Text |

━━━━━━━━━━━━━━━━━━━━

„Eine Konditorei ist kein Gesangslokal, habe ich gesagt. Höflich habe ich das gesagt. Er ist eine Kundschaft, und gegen Kundschaft muss man höflich sein. Ein kleines Happy-Birthday, sagt er, verstehen Sie denn nicht? Man wird nur einmal zwanzig. Das müssen Sie doch verstehen. Sie ist wie meine eigene Tochter, sagt er. ... Sieht sie nicht wunderschön aus, meine schwarze Prinzessin? Muss man nicht auf die Knie gehen vor ihr, muss man sie nicht anbeten, wie sie ausschaut, und sie küssen von den Zehen aufwärts auf jeden Zentimeter ihrer schwarzen Haut, so schön sieht sie aus?“
Doris arbeitet als Bedienung in der Konditorei, weil das Geld, das ihr Mann Erwin nach Hause bringt, hinten und vorne nicht reicht für sie und ihre beiden Kinder. Ihr Leben ist Existenzkampf, nichts können sie sich gönnen, Erwin ist immer müde, und sie hat die Hände des Konditoreibesitzers an ihrem Hintern, in ihrem Ausschnitt.

━━━━━━━━━━━━━━━━━━━━

Aufgabe A |
Warum arbeitet Doris laut dem Text über die Konditorei dort als Bedienung? Antworten Sie in einem Satz.
Aufgabe B |
Schreiben Sie den Text über die Konditorei im Anschluss an seinen letzten Satz weiter.

━━━━━━━━━━━━━━━━━━━━

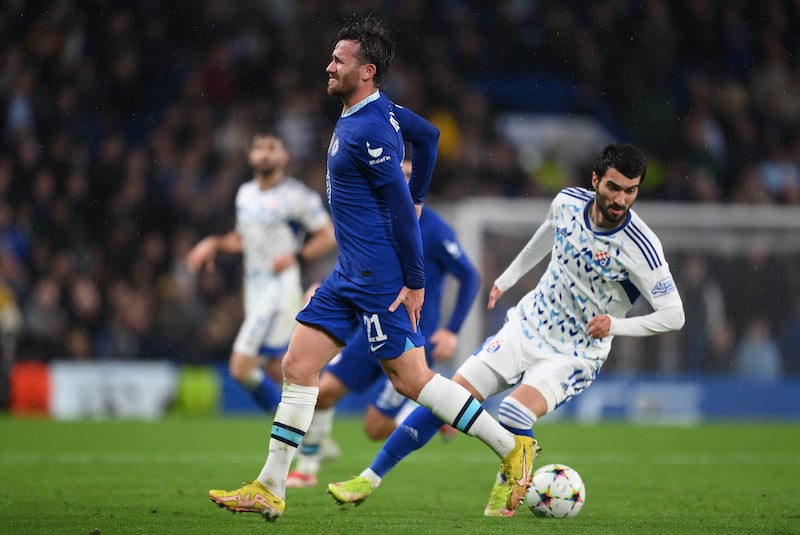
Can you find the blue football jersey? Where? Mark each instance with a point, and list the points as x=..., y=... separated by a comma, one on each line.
x=365, y=153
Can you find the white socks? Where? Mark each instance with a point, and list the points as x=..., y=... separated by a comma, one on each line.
x=292, y=420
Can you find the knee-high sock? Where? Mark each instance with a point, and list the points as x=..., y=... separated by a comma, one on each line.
x=454, y=405
x=291, y=422
x=308, y=456
x=516, y=417
x=415, y=431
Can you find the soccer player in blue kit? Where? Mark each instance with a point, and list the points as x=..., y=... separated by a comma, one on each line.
x=355, y=369
x=379, y=268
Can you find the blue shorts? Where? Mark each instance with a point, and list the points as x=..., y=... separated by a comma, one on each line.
x=339, y=307
x=359, y=372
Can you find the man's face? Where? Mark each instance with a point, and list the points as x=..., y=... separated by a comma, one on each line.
x=616, y=193
x=267, y=153
x=345, y=71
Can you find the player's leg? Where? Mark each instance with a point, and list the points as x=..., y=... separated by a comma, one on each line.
x=547, y=384
x=456, y=406
x=413, y=432
x=483, y=380
x=308, y=459
x=380, y=417
x=323, y=325
x=262, y=338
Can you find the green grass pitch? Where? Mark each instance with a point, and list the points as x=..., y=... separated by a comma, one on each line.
x=106, y=478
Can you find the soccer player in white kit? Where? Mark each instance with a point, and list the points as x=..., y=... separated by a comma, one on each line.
x=554, y=341
x=279, y=220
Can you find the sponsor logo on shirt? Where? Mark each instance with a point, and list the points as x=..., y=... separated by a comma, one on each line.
x=663, y=287
x=376, y=155
x=452, y=248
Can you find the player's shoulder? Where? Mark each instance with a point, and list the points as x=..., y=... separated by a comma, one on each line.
x=638, y=225
x=575, y=195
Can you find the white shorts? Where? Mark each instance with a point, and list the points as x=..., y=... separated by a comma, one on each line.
x=266, y=331
x=509, y=358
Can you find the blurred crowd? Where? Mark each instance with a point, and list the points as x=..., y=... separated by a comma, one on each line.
x=124, y=126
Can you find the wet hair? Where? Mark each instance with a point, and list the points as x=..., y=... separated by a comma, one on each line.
x=375, y=44
x=625, y=158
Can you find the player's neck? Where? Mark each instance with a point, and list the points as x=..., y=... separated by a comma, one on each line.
x=356, y=98
x=269, y=180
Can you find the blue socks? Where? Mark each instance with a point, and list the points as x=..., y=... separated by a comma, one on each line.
x=414, y=432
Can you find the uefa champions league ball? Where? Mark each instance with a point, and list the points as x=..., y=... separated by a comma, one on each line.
x=557, y=491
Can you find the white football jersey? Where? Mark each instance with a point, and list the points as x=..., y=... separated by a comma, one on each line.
x=273, y=222
x=592, y=272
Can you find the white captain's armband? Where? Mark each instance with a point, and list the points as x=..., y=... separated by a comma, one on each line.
x=663, y=287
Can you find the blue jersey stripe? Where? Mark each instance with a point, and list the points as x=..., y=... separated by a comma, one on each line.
x=469, y=413
x=645, y=245
x=577, y=193
x=286, y=434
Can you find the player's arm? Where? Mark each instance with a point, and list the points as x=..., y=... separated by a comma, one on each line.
x=319, y=243
x=537, y=248
x=406, y=230
x=424, y=139
x=458, y=264
x=204, y=253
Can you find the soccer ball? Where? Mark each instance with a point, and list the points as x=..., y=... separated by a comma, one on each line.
x=557, y=491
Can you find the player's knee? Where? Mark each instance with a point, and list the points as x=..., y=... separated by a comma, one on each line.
x=378, y=430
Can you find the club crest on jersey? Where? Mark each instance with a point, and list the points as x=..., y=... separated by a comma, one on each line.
x=602, y=258
x=491, y=345
x=377, y=155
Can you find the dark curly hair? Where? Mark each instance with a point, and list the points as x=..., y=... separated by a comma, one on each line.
x=376, y=44
x=625, y=158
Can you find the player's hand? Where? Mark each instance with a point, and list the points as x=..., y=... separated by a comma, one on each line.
x=444, y=344
x=202, y=255
x=600, y=326
x=494, y=295
x=283, y=261
x=412, y=300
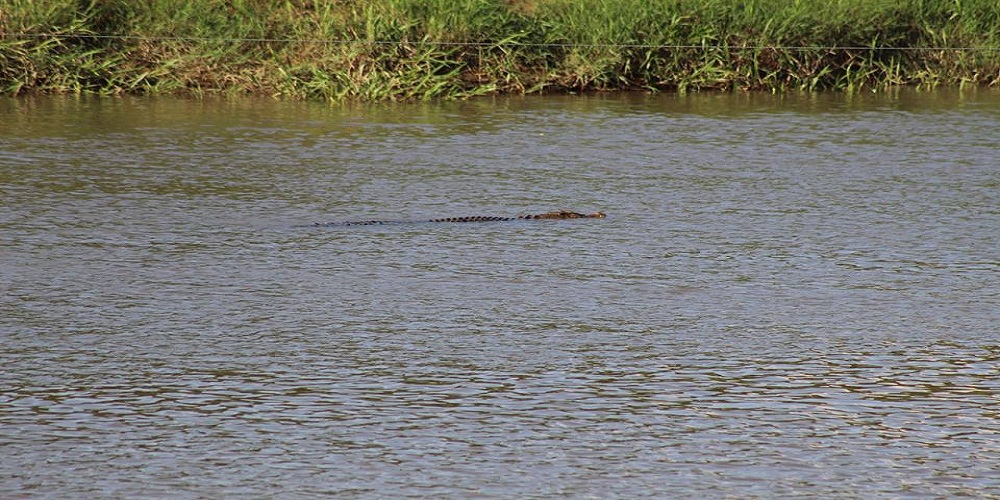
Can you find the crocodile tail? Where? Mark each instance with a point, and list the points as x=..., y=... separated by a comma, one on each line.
x=474, y=218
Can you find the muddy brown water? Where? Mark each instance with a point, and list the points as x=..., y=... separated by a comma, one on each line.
x=791, y=296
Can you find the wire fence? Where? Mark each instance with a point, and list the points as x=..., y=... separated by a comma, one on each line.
x=506, y=43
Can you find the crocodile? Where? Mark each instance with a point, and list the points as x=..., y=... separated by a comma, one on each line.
x=560, y=214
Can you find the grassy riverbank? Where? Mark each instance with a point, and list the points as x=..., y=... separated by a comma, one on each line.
x=416, y=49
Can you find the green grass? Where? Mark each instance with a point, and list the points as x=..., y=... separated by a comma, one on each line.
x=426, y=49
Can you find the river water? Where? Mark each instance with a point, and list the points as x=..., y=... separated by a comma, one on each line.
x=791, y=296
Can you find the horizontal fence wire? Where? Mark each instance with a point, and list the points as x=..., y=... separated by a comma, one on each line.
x=507, y=42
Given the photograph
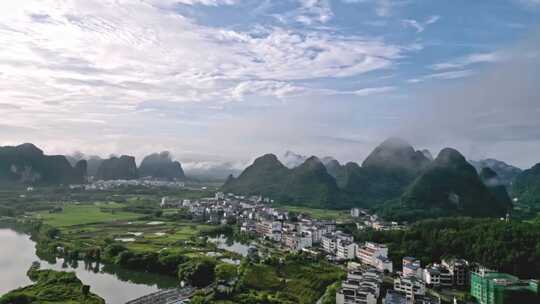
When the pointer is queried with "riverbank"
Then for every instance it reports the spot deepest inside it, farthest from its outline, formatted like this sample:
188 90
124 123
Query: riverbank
52 287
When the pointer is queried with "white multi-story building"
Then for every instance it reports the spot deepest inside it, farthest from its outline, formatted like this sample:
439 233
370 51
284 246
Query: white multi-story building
410 286
459 269
412 267
394 297
360 288
297 241
269 229
438 276
375 255
330 241
345 250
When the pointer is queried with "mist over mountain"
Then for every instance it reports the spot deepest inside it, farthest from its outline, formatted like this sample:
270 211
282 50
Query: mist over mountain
122 167
161 166
93 162
27 164
290 159
496 186
450 185
213 171
385 173
308 184
526 187
506 173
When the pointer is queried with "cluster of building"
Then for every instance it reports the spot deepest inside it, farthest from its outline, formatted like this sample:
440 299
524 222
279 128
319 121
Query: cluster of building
363 286
490 287
103 185
367 220
365 276
221 208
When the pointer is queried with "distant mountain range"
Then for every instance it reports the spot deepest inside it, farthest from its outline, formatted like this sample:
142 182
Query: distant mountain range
394 177
161 165
526 187
27 164
505 172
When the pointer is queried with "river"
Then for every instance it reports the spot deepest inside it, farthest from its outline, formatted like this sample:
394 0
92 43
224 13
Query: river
115 285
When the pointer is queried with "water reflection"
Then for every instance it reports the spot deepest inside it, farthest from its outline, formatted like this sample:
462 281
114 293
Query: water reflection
114 284
229 244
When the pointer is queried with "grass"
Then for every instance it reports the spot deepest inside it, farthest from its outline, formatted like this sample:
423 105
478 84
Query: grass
322 214
301 281
86 214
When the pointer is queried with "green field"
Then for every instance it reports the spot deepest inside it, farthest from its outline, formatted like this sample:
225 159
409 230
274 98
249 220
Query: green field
323 214
86 214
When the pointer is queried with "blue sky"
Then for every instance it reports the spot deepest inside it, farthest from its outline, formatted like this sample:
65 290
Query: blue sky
227 80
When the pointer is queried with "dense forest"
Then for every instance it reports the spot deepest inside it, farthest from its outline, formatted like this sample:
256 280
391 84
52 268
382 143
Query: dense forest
509 247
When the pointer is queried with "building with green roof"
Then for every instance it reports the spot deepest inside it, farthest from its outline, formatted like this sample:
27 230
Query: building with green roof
489 287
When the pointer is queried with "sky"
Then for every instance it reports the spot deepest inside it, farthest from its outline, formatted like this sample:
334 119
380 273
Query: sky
228 80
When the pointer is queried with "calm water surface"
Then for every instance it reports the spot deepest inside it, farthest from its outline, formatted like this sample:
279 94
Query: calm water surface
115 285
228 244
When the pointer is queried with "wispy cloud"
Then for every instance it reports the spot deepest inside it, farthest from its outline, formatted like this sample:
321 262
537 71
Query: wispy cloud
420 26
469 60
443 75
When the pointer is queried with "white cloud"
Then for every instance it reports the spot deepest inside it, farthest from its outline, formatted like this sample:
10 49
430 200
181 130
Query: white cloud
312 11
469 60
168 3
443 75
373 91
420 26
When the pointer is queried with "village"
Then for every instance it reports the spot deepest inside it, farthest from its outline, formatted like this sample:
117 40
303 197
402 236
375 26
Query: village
369 268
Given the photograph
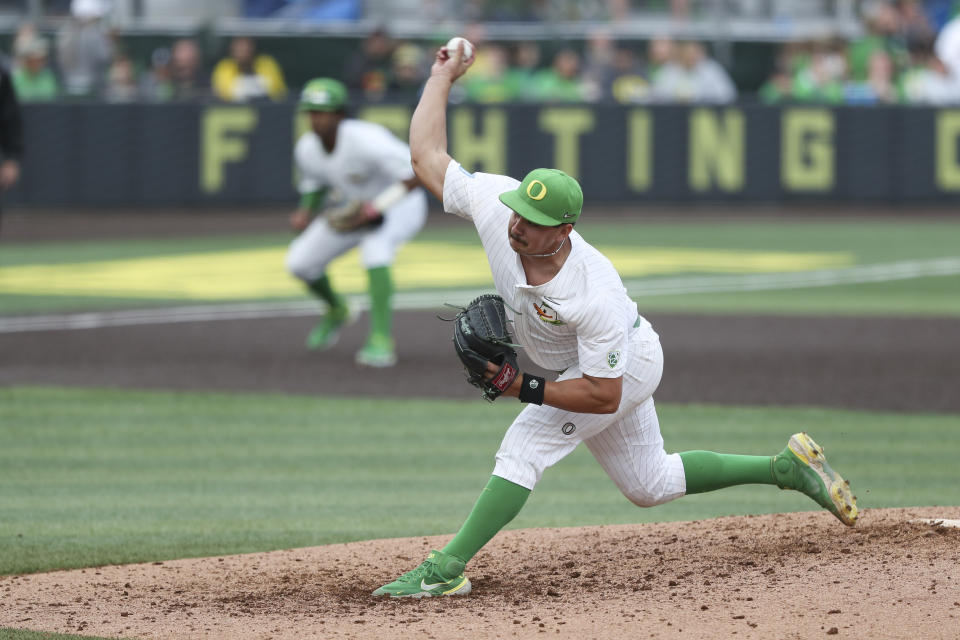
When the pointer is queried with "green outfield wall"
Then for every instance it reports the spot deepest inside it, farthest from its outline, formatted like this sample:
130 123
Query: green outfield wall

━━━━━━━━━━━━━━━━━━━━

Lösung A |
Doris arbeitet dort als Bedienung, weil das Geld, das ihr Mann Erwin nach Hause bringt, für sie und ihre beiden Kinder hinten und vorne nicht reicht.

Lösung B |
„Also sollen sie eben hindürfen. Das tue ich für seine Hände, damit er etwas für mich tut ...“
Die schwarze junge Frau mit ihrem Sugar Daddy empfindet sie als Provokation. Und als es zu einem Zwischenfall kommt, kann sie ihre rassistischen Ressentiments nicht länger verbergen.
Der kurze Monolog von Gerhard Meister entstand im Rahmen des Projekts Helping Hands des Autorenkollektivs pol.theater, das im März 2005 am Theater an der Winkelwiese in Zürich uraufgeführt
wurde.
„Wenn am Ende schliesslich ... Doris ... einen minutenlangen, himmelschreienden Monolog hält, ist die Inszenierung bei sich selbst angekommen: bei der ewigen Verliererin, die schwarz, braun oder weiss sein kann und immer auf der Schattenseite des Glücks steht. Wer verurteile ihren Hass auf die (vermeintlich) Glücklicheren, wer werfe den ersten Stein?“ (Neue Zürcher Zeitung)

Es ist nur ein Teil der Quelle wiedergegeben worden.